--- start Given text ---
# Can I call a transformer character a fursona, or should I use a different term?



## sunandshadow (Dec 21, 2011)

Transformersona?  'Formersona?  Mechasona?  Seems a bit awkward, but most transformers aren't animalistic, and fursona doesn't seem relevant unless one is talking about Beast Wars or one of the animal cassettes.  Actually it would be better if the term included things that aren't technically transformers, such as gobots or voltron.  I just want to know what term I should use to refer to this kind of 'sona and spark the least argument, lol.


----------



## ryanleblanc (Dec 22, 2011)

Call it whatever you want. I personally would get all technical and call it a "Transformers-based Persona". That would probably be the most appropriate label for it.


----------



## ONEintheinfinite (Dec 23, 2011)

Transona 
Also this reminds me of a comic on DA where a character called Optimus Prime a furry.


----------



## israfur (Dec 23, 2011)
--- end Given text ---
--- start Data segment ---
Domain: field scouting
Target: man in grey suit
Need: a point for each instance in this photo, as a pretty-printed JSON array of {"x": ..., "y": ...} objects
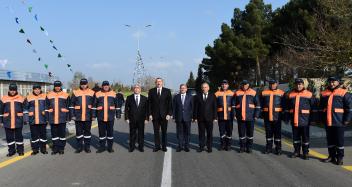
--- end Data segment ---
Parts of the exercise →
1/ Decide whether each statement agrees with the thread on naming a transformer character: (a) the first poster says most transformers aren't animalistic; (b) ryanleblanc proposes the term "Transona"; (c) ONEintheinfinite recalls a comic on DA in which a character called Optimus Prime a furry. Answer yes or no for each, quoting the deciding words of the thread.
2/ Extend the thread on naming a transformer character, picking up from where it stops.

Answers for the exercise →
1/
(a) Yes: "most transformers aren't animalistic"
(b) No: "call it a "Transformers-based Persona""
(c) Yes: "a comic on DA where a character called Optimus Prime a furry"

2/
Well a robot IS anthro, but it's not furry. Anthro means human-like, and furry is kind of a slang word for anthro -more specifically referring to mammals. As scalies refer to reptiles, avians refer to birds, aquatics refer to sea life, ectectect ect. Transformers are not mammals so I would just call it an anthro for now. I dunno, "robot-sona?"


----------



## Ozriel (Dec 23, 2011)

I've seen a few users with mecha-sonas; Robots that look like anthros or Anthros turned into robots. There are also a few users with beat wars fursonas.


----------



## LizardKing (Dec 23, 2011)

FYI a gay homeless robot after a lobotomy is a homohoborobolobosona.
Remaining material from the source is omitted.